EXERCISE OBJECTIVE
What you print should match the entries exactly, only without the pictures.

────────────────────────────────────────

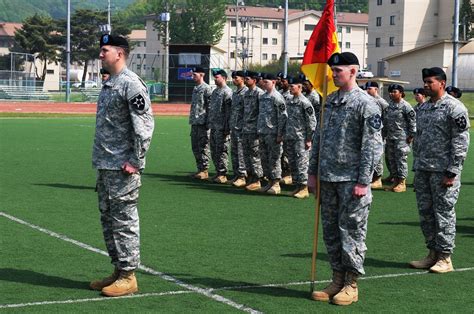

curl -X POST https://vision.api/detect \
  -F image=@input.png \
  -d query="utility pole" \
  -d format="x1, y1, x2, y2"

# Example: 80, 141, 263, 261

────────────────────────────────────────

SOLUTION FOR THIS PROBLEM
curl -X POST https://vision.api/detect \
  -F image=@input.png \
  -d query="utility pole" \
  -d format="x1, y1, x2, y2"

# Example: 80, 141, 263, 261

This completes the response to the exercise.